Text section:
****
# Can we salvage this home?



## Donsdatter (Jan 29, 2014)

We bought a 5 acre farm with an old farmhouse which has been added onto. The additions look pretty bad, IMO, but the main farmhouse holds a lot of appeal for me because it has a lot of neat features, like the stone foundation, felled trees for beams in the basement, rough cut timbers for beams in the rest of the house. I think there is some historic value there, and I would like to preserve some of that if I can. The question is, do I preserve it by salvaging those items when I demolish the home, or do I keep the older part of the home and replace the somewhat ramshackle additions which have been added on throughout the years?


----------



## Darren (May 10, 2002)

If the original part is solid, especially since it looks like you have a basement, I'd keep that and demolish the additions if they're that bad. Then add new additions if needed.

Is the basement dry?


----------



## Roadking (Oct 8, 2009)

Mainly, if the foundation and roof are solid, I'd be for restoring the original...but then again, I'm a glutton for punishment;
Last one was 1817 that was abandoned / bank owned; burst radiators, missing windows, etc. 12 years later our current one is 1860 and in the process of living in as we modify...just put in kitchen addition and new cabinets.
That's just my thoughts from what I can make out from the pictures.
Best of luck.

Matt


----------



## Donsdatter (Jan 29, 2014)

This is the view, and part of why we really like the property. The second pic is the silo and barn. I am thinking we need to take down the barn and salvage the barn wood, but do we then demolish the concrete foundation/dairy stalls underneath?


----------



## Donsdatter (Jan 29, 2014)

Darren said:


> Is the basement dry?


High and dry - there's probably never been water in it.


----------



## FarmerDavid (Jul 16, 2012)

IMO alot depends on how much of the work you plan to do yourself. We bought 45 acres with an old farm home on it that we are in the process of renovating. If I was having to pay someone to do alot of the things I'm doing it wouldn't be worth it, but since I can do most of it myself were saving quite a bit in labor.
****
Entries shown:
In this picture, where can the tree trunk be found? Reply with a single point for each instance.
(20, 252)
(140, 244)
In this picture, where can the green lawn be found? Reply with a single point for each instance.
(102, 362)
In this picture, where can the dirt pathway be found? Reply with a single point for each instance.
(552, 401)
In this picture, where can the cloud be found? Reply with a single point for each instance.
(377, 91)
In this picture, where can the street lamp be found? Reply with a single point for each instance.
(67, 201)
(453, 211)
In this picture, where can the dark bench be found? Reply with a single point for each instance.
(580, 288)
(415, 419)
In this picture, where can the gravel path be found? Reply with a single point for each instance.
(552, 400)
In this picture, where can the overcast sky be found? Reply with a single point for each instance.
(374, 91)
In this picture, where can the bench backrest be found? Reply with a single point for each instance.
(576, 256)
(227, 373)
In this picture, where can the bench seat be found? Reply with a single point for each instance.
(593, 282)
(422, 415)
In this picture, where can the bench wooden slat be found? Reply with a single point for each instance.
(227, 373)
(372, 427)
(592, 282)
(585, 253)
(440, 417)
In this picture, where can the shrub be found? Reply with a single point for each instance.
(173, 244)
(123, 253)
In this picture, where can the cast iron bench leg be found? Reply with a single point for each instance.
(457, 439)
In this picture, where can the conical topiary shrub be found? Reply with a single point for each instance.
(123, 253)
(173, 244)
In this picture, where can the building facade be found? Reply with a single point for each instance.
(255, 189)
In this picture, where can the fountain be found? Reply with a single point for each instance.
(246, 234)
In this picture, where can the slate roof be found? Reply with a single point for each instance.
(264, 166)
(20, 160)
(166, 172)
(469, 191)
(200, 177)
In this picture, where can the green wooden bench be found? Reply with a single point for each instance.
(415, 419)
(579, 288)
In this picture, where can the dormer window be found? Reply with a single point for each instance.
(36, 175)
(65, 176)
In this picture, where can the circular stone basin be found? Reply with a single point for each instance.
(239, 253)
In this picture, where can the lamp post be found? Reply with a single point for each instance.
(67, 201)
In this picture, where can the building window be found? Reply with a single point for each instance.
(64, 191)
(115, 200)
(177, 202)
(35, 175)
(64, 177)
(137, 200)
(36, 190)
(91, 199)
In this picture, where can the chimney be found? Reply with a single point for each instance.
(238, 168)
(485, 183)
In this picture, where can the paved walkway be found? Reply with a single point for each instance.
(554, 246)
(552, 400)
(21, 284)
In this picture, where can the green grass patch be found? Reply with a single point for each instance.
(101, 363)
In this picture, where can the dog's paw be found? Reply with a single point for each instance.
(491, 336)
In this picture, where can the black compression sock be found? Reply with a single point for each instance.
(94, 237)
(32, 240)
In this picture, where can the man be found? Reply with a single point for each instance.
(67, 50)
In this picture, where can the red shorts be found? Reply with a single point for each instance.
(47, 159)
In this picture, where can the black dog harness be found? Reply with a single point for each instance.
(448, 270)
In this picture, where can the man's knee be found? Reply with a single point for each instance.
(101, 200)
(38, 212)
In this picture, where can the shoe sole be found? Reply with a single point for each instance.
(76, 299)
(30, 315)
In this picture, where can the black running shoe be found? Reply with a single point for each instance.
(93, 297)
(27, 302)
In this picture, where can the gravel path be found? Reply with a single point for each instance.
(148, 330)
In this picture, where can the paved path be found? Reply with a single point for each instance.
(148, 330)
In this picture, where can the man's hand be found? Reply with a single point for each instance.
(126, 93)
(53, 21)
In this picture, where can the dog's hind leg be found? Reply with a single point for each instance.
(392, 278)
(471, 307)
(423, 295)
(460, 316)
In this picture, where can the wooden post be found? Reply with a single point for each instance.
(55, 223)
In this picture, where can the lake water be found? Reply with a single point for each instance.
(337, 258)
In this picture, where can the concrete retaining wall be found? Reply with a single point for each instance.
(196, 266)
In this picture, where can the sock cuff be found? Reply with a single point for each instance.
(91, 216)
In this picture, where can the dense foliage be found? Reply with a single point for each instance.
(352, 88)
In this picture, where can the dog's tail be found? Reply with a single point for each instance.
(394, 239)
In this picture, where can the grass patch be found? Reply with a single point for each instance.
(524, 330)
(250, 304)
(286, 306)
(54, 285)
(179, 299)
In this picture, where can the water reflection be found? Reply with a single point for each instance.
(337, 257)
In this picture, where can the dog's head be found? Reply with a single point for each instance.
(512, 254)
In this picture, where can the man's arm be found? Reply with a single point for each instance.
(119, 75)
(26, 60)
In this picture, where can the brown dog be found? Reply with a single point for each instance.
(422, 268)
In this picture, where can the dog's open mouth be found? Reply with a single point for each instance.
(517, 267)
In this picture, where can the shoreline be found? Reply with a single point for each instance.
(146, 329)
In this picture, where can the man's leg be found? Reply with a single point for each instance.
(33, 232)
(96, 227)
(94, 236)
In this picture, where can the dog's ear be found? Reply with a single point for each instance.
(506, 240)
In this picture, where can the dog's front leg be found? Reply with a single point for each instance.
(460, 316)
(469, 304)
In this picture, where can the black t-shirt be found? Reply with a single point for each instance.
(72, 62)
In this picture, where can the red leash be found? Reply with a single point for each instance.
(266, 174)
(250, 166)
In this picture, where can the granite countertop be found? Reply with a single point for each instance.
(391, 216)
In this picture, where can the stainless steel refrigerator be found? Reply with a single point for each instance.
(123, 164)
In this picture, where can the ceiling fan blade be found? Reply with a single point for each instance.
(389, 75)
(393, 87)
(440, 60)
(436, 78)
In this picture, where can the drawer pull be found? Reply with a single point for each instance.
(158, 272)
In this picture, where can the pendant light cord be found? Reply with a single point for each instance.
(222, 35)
****
To be done:
A – In the forum thread about the old farmhouse, how many acres did FarmerDavid buy?
B – Which lines of the records contain the word "green"? List each one.

Task-by-task answers:
A – 45 acres

B –
In this picture, where can the green lawn be found? Reply with a single point for each instance.
In this picture, where can the green wooden bench be found? Reply with a single point for each instance.
In this picture, where can the green grass patch be found? Reply with a single point for each instance.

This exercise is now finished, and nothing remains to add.